Published on August 3, 2017 by in Reflections

Psalm 1:3; Matthew 13: 20-24

Receptive Soil

How do we make the parable of the soils concrete?  I have always looked as this passage as encouraging us and our lives to be the soil for spiritual seeds coming from God. This is how that works.  First, We have to be soil that can absorb nutrients.  You all know that soils are different.  Volcanic soil and river soil are often very fertile. But in Sacramento county if you go a ways from the rivers the soil becomes hard clay bad and takes a lot of work.  Second, we have to be soil that is free from thorns and rocks. Third, we must be in a good location to draw water.  Friends, it is quite a jump to go from soil to people. They are so different.  But let us remember we all came from earth.  We are part of the earth and the earth is part of us. In many cultures the location of that earth is crucial.  Let us not forget that.  There is iron in the earth and we when we evolved from earth took on elements of that earth.  There is a lot of iron in our blood and we are told to keep it up by eating certain vegetables.  We cannot separate earth from us and us from earth.  This is why the way Jesus talks makes sense to the people. At the same time he stretches their minds, their imagination and their souls.  We feel the same way. We get it and we don’t get it.  It makes sense and at the same time it doesn’t.   You see the seed is the spiritual, it is faith.  If we are infertile soil for the seed it means we have no eye for God, no desire to search for God.  If there are thorns growing all over the soil then that means that we put obstacles up to faith and spirituality: this could be our busyness or our selfishness or our pride.  If the soil is in the wrong place, nutrients and water can’t reach it.
-.-.-
**Brief 1**
Please find each line in the listing below that contains the string "player" and copy those lines. Matches must have the same case.

**Data extract**
-.-.-
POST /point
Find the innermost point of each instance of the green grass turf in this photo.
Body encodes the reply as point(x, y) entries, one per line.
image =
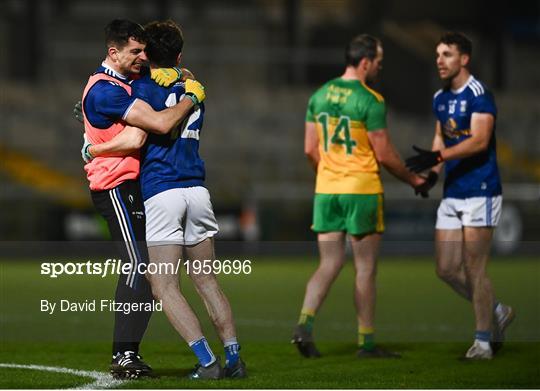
point(417, 315)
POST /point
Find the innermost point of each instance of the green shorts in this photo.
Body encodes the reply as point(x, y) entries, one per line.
point(356, 214)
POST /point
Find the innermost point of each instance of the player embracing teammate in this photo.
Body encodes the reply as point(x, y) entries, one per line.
point(177, 217)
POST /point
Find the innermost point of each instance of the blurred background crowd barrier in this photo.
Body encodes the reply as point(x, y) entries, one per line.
point(260, 61)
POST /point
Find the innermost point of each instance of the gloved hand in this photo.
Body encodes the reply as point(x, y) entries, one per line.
point(166, 77)
point(424, 160)
point(77, 111)
point(195, 91)
point(431, 180)
point(85, 153)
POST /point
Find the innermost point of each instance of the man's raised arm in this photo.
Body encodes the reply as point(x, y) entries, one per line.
point(143, 116)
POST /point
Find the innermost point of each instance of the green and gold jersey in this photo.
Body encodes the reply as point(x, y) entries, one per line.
point(344, 111)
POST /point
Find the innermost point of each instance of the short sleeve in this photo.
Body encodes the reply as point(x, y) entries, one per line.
point(310, 113)
point(139, 90)
point(484, 103)
point(110, 100)
point(376, 115)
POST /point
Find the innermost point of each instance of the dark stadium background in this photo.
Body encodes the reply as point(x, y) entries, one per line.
point(260, 61)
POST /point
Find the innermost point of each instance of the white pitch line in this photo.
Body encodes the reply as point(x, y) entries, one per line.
point(101, 380)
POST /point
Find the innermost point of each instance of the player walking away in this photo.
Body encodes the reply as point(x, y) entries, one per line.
point(346, 139)
point(107, 105)
point(180, 220)
point(471, 205)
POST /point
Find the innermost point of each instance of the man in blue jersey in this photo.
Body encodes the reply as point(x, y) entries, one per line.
point(108, 106)
point(179, 216)
point(471, 206)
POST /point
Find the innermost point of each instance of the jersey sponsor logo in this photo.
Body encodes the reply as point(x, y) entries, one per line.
point(338, 94)
point(450, 130)
point(452, 106)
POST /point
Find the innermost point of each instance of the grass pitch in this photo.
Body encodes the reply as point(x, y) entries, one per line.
point(417, 315)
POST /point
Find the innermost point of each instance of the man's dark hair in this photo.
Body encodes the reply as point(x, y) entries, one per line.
point(362, 46)
point(462, 42)
point(164, 43)
point(119, 31)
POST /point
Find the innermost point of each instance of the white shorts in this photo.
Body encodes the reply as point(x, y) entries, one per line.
point(455, 213)
point(181, 216)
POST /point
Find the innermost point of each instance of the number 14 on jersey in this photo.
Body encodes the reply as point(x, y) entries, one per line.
point(342, 132)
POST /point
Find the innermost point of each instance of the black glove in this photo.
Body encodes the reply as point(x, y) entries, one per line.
point(424, 160)
point(77, 111)
point(431, 180)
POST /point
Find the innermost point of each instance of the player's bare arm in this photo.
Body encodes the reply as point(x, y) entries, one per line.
point(389, 158)
point(481, 130)
point(311, 144)
point(127, 141)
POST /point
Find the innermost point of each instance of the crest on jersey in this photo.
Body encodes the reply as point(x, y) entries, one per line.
point(450, 129)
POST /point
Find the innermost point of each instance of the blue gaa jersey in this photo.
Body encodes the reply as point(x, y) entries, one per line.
point(107, 102)
point(474, 176)
point(172, 160)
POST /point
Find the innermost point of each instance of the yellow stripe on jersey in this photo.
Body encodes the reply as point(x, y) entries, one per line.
point(348, 164)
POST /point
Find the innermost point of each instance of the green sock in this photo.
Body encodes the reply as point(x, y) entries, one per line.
point(307, 317)
point(366, 338)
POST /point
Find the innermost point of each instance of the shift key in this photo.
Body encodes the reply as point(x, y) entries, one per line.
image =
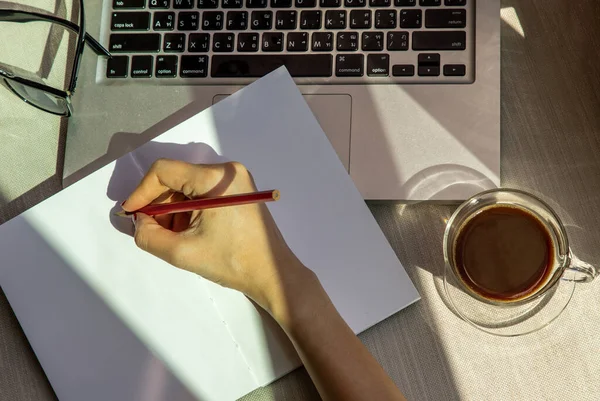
point(439, 40)
point(137, 42)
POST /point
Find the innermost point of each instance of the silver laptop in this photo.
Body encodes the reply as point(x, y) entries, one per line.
point(407, 91)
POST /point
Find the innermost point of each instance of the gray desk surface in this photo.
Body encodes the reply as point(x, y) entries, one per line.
point(550, 146)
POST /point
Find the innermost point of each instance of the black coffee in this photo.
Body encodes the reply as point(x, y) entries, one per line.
point(503, 253)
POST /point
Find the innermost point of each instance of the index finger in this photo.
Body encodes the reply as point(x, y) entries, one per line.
point(163, 175)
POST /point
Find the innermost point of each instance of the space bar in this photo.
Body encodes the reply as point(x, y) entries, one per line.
point(306, 65)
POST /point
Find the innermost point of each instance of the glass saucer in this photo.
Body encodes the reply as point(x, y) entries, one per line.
point(509, 320)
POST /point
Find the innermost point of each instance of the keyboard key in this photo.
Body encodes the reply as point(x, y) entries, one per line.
point(129, 4)
point(135, 42)
point(410, 18)
point(322, 41)
point(446, 18)
point(385, 19)
point(164, 21)
point(272, 42)
point(248, 42)
point(347, 41)
point(360, 19)
point(174, 42)
point(335, 19)
point(286, 19)
point(256, 3)
point(166, 66)
point(257, 65)
point(262, 20)
point(426, 71)
point(281, 3)
point(189, 21)
point(183, 4)
point(194, 67)
point(379, 3)
point(198, 43)
point(297, 42)
point(429, 59)
point(372, 41)
point(135, 21)
point(212, 20)
point(355, 3)
point(397, 40)
point(208, 4)
point(141, 66)
point(310, 20)
point(306, 3)
point(232, 3)
point(349, 65)
point(439, 40)
point(223, 42)
point(117, 67)
point(378, 65)
point(160, 4)
point(403, 70)
point(454, 70)
point(237, 20)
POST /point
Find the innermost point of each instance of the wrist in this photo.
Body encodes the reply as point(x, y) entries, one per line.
point(295, 297)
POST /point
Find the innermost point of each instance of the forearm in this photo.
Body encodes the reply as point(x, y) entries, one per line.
point(339, 364)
-.-.-
**Brief 2**
In the reflection on receptive soil, what does the seed stand for?

**Final result 1**
Find the innermost point of each instance of the player embracing teammate in this photo.
Find the innermost point of each instance of the player walking away in this photo.
Find the innermost point of each instance of the player's bare arm in this photo.

**Final result 2**
The seed stands for the spiritual, which is faith.